Für Sportler sollte es das höchste Gut sein, das Dress des Nationalteams zu tragen

Absagen sind im Fußball unmöglich, im Tennis neuerdings jedoch Usus. Im Eishockey verzichtet der Teamchef sogar auf zwei Stars.

Einberufung für das Nationalteam, davon träumt jeder Sportler. Nicht nur im Fußball sorgen Länderspiele für Begeisterung, wecken Emotionen oder Patriotismus – in jeder Sportart ist ein Nationalteam das Flaggschiff. Absagen gelten als verpönt, sind eigentlich undenkbar. Und deshalb ist der Fall des Tennistalents Dominik Thiem so irritierend, ja empörend.

Lehnt ein Fußballer die Einberufung ab, muss er trotzdem anreisen und sich vom ÖFB-Arzt untersuchen lassen; bei Missachtung droht eine Sperre. Allerdings käme keiner auf die Idee, Marcel Koller aufgrund von Lustlosigkeit, Geldfragen oder Reise- und Ligastrapazen abzusagen. Marc Janko fliegt für Länderspiele sogar um die halbe Welt.

Im Tennis ist das anders, Dominic Thiem droht abermals dem Daviscup-Captain. Der Niederösterreicher, 21, ist ein großes Talent, doch sein Auftritt mutet kurios an. Er scheint in diesem Punkt zudem auch schlecht beraten. Thiem wähnt sich mit dem ÖTV-Tennisverband im Clinch: Es geht um die Höhe zuerst abgelehnter (!), später angenommener, aber vom Verband nach dem Gewinn hoher Preisgelder wieder eingestellter Fördergelder. In Zahlen: 46.000 Euro waren jährlich für einen Zeitraum von drei Jahren fixiert, Thiem hatte zum Zeitpunkt der Kündigung 430.000 Euro an Preisgeldern verdient. Der ÖTV nützte dafür eine im Vertrag festgeschriebene Klausel. Warum also der Protest und all die Aufregung?

ARBEITSAUFTRAG A = Welcher jährliche Betrag an Fördergeldern war laut dem Text über Absagen für das Nationalteam festgelegt, und für wie lange?
ARBEITSAUFTRAG B = Fasse den Text über Absagen für das Nationalteam in zwei Sätzen zusammen.
ARBEITSAUFTRAG C = Führe den Text über Absagen für das Nationalteam im Anschluss an seinen letzten Satz weiter.

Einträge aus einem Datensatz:
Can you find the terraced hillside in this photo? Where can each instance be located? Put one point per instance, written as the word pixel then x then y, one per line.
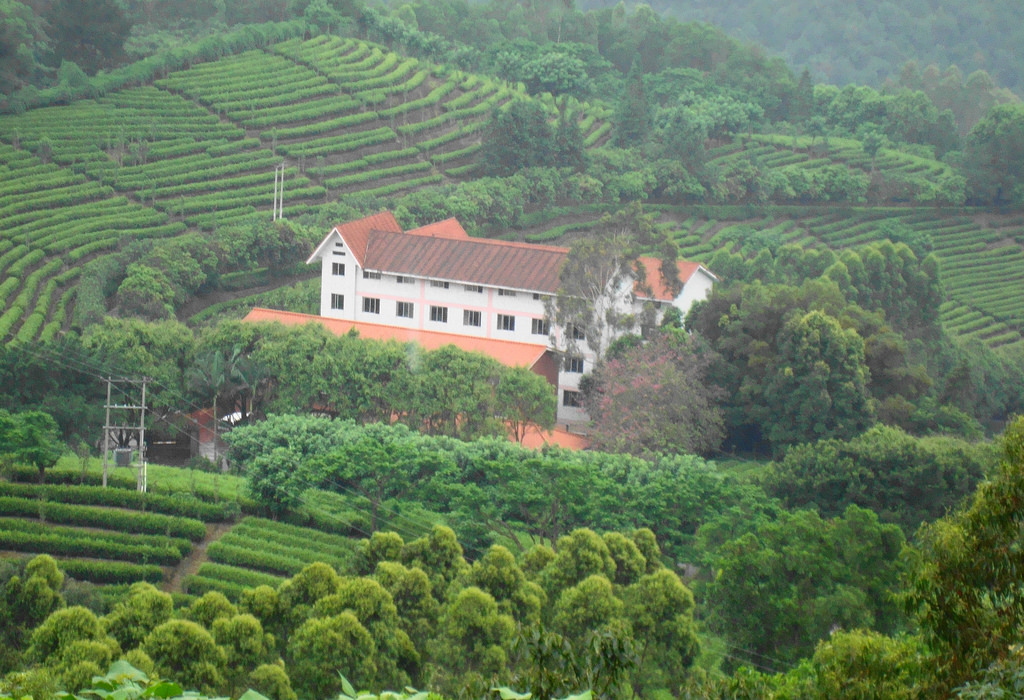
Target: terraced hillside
pixel 981 254
pixel 113 535
pixel 199 149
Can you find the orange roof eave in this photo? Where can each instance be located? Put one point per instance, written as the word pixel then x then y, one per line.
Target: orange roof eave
pixel 507 352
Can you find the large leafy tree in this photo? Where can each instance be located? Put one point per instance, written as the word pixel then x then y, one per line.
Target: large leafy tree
pixel 818 387
pixel 656 398
pixel 966 587
pixel 994 156
pixel 790 582
pixel 32 438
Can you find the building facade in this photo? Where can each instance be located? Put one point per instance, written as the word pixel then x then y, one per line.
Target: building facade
pixel 438 279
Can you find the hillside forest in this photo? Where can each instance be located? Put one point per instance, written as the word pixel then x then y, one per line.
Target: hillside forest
pixel 808 486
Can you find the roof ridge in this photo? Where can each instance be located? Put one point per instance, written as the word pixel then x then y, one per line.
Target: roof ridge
pixel 486 242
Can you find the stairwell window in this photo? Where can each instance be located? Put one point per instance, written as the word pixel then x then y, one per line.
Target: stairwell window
pixel 438 314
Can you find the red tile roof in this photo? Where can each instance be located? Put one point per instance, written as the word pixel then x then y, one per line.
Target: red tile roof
pixel 449 228
pixel 655 281
pixel 506 352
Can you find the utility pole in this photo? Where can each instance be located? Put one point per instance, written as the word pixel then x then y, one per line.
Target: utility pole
pixel 279 191
pixel 124 430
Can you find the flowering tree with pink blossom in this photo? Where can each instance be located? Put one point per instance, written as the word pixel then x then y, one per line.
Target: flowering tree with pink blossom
pixel 655 398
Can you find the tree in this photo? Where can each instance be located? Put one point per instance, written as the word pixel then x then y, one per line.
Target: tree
pixel 965 587
pixel 473 640
pixel 660 613
pixel 524 400
pixel 594 290
pixel 93 40
pixel 788 582
pixel 31 437
pixel 656 398
pixel 818 385
pixel 517 136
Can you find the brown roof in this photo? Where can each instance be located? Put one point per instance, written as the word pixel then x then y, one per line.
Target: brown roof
pixel 496 263
pixel 355 233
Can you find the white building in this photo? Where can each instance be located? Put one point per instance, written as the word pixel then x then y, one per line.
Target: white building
pixel 438 279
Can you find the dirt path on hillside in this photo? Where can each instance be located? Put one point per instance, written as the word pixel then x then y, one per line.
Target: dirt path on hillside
pixel 190 564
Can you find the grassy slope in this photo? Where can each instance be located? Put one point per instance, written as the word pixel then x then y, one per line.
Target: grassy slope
pixel 199 149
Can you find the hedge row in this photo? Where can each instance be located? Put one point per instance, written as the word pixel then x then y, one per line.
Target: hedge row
pixel 321 127
pixel 239 576
pixel 181 505
pixel 87 544
pixel 301 551
pixel 91 516
pixel 111 572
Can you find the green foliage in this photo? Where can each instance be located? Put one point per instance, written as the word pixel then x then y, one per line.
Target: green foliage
pixel 30 437
pixel 963 585
pixel 790 582
pixel 905 480
pixel 655 398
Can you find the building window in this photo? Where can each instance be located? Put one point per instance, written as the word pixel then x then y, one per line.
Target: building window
pixel 438 314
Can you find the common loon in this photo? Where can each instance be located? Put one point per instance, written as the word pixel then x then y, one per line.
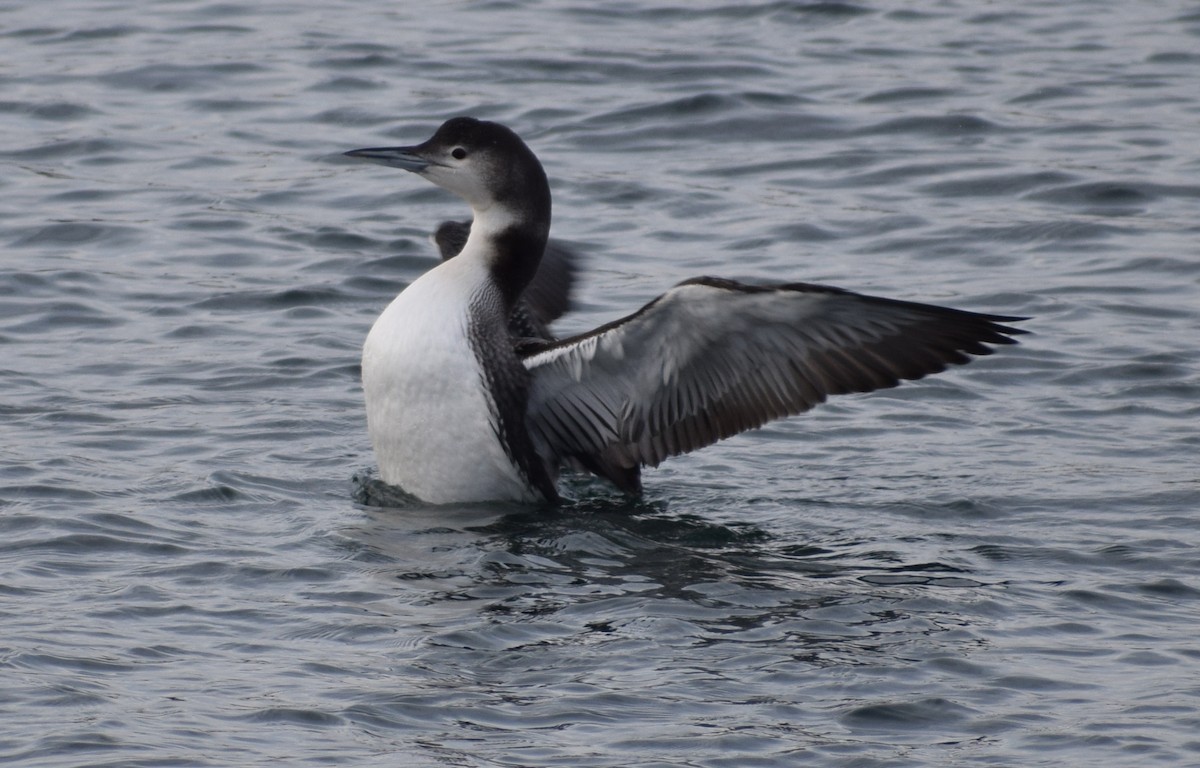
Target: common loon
pixel 460 409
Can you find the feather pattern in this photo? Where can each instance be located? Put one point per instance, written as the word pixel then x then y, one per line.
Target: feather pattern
pixel 712 358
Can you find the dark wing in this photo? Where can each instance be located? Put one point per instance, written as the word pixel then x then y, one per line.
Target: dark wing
pixel 712 358
pixel 547 297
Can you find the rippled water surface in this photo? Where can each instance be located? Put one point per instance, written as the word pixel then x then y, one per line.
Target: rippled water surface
pixel 995 567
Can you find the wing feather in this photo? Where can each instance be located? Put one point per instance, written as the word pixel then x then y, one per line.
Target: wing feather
pixel 712 358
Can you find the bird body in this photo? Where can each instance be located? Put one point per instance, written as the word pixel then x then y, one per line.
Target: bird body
pixel 462 407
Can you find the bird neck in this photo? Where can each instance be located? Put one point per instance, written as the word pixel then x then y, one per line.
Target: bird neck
pixel 510 243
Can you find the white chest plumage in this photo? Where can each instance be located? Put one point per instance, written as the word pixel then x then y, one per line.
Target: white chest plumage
pixel 431 418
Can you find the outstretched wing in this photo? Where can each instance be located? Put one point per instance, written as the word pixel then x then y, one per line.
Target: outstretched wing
pixel 712 358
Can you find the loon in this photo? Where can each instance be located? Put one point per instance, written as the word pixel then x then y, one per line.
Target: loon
pixel 460 409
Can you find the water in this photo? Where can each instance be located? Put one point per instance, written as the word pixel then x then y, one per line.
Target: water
pixel 996 567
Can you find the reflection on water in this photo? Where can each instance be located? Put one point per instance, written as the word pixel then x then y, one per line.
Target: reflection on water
pixel 997 565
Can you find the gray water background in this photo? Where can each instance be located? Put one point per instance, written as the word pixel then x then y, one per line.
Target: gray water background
pixel 997 567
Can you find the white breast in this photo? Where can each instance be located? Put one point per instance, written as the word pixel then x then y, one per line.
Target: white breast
pixel 431 418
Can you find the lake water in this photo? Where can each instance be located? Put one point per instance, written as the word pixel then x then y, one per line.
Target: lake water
pixel 996 567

ENDGÜLTIGE ANTWORT A = 46.000 Euro jährlich für einen Zeitraum von drei Jahren.

ENDGÜLTIGE ANTWORT B = Im Fußball sind Absagen an das Nationalteam undenkbar: Ein Spieler, der ablehnt, muss trotzdem zur Untersuchung beim ÖFB-Arzt anreisen, sonst droht ihm eine Sperre. Im Tennis dagegen droht Thiem erneut dem Daviscup-Captain und sieht sich im Streit mit dem ÖTV, der ihm nach hohen Preisgeldern die zugesagten Fördergelder von jährlich 46.000 Euro über eine Vertragsklausel gestrichen hat.

ENDGÜLTIGE ANTWORT C =
Muss ein erfolgreicher, mit Sponsoren beglückter Profi (im Nachhinein für seinen Werdegang) gefördert werden? So irritierend dieses Szenario auch ist, der Groll des Thiem-Umfeldes gegenüber unfähigen, parteibuchfreundlichen bis ideenlosen Funktionären ist nachvollziehbar. Rechtfertigen diese Fehlbesetzungen jedoch Absagen? Wo liegt die Grenze zwischen Patriotismus und Egoismus? Der Schwimmer Dinko Jukić wurde etwa für seinen Verzicht auf WM- oder Olympia-Staffel medial zerrissen. Manch Tennisspieler war nicht fit, trat trotzdem an und wurde für Niederlagen „abgewatscht“.

Im Nationalteam geht es, anders als bei Klubs, um den Erfolg des Landes. Es ist erstaunlich, genau das hat Eishockey-Teamchef Dan Ratushny schneller erkannt als all seine Vorgänger. Dem Kanadier sind Namen, Verdienste, Befinden und Freunderlwirtschaft egal. Wer die Vorbereitung nicht mitmachen konnte bzw. wollte, hat in seiner Auswahl für die WM in Prag nichts verloren. Ratushny teilte sogar den NHL-Stars Thomas Vanek und Michael Grabner mit, dass er auf sie – selbst nach dem Aus in den Playoffs – verzichtet. Ob es die finale Abrechnung nach der Disco-Affäre von Sotschi war, steht auf einem anderen Blatt Papier.

Wer eine Einberufung für das Nationalteam erhält, hat gefälligst anzutanzen und – diskussionslos – sein Bestes zu geben.